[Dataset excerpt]
>>>>>
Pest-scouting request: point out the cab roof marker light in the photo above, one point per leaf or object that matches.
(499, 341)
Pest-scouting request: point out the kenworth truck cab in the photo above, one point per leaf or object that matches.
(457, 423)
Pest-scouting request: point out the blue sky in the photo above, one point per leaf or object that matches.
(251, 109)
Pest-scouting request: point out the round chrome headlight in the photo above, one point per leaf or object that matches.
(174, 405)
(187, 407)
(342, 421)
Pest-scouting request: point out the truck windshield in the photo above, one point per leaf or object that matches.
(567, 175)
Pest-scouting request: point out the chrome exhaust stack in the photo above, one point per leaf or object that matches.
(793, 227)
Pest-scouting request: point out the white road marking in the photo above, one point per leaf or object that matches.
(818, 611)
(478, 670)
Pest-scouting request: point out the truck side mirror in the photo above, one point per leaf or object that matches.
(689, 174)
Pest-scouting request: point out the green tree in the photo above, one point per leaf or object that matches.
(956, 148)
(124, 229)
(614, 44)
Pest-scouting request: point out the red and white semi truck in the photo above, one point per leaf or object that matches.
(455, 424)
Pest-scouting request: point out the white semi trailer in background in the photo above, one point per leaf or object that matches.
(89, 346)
<<<<<
Can you render all of the entries above as a Markdown table with the columns "No." and "Entry", one numbered row per line and blank lines left out?

(Finished task)
| No. | Entry |
|---|---|
| 1 | Pest-scouting request: point out the cab roof marker light in the photo above, one point per leaf or object that matches. |
| 2 | (499, 341) |
| 3 | Pest-scouting request: point out the kenworth truck cab in the photo above, one point per leaf or object that matches. |
| 4 | (457, 423) |
| 5 | Pest-scouting request: point out the blue sky in the photo above, one point per leaf or object that matches. |
| 6 | (251, 109) |
| 7 | Pest-scouting request: point out the round chrome headlight in the photo above, one point per leaf or object that matches. |
| 8 | (174, 405) |
| 9 | (187, 407) |
| 10 | (342, 421) |
| 11 | Pest-scouting request: point out the truck windshield in the photo above, one point per leaf or object that matches. |
| 12 | (567, 175) |
| 13 | Pest-scouting request: point out the chrome exhaust stack in the photo above, one point per leaf or object that matches. |
| 14 | (793, 227) |
| 15 | Pest-scouting request: point out the white road marking in the photo above, one point per leaf or object that matches. |
| 16 | (818, 611) |
| 17 | (478, 670) |
| 18 | Pest-scouting request: point out the truck side mirror in the photo above, one point per leaf or object that matches. |
| 19 | (689, 174) |
| 20 | Pest-scouting request: point out the green tree in the photo above, one point per leaf or object that matches. |
| 21 | (956, 148) |
| 22 | (124, 229) |
| 23 | (614, 44) |
| 24 | Pest-scouting request: point out the red and white semi truck in the photo above, one point per leaf or object that matches. |
| 25 | (455, 424) |
| 26 | Pest-scouting request: point out the white semi trailer in background in the photo above, one point per leaf or object that matches. |
| 27 | (89, 346) |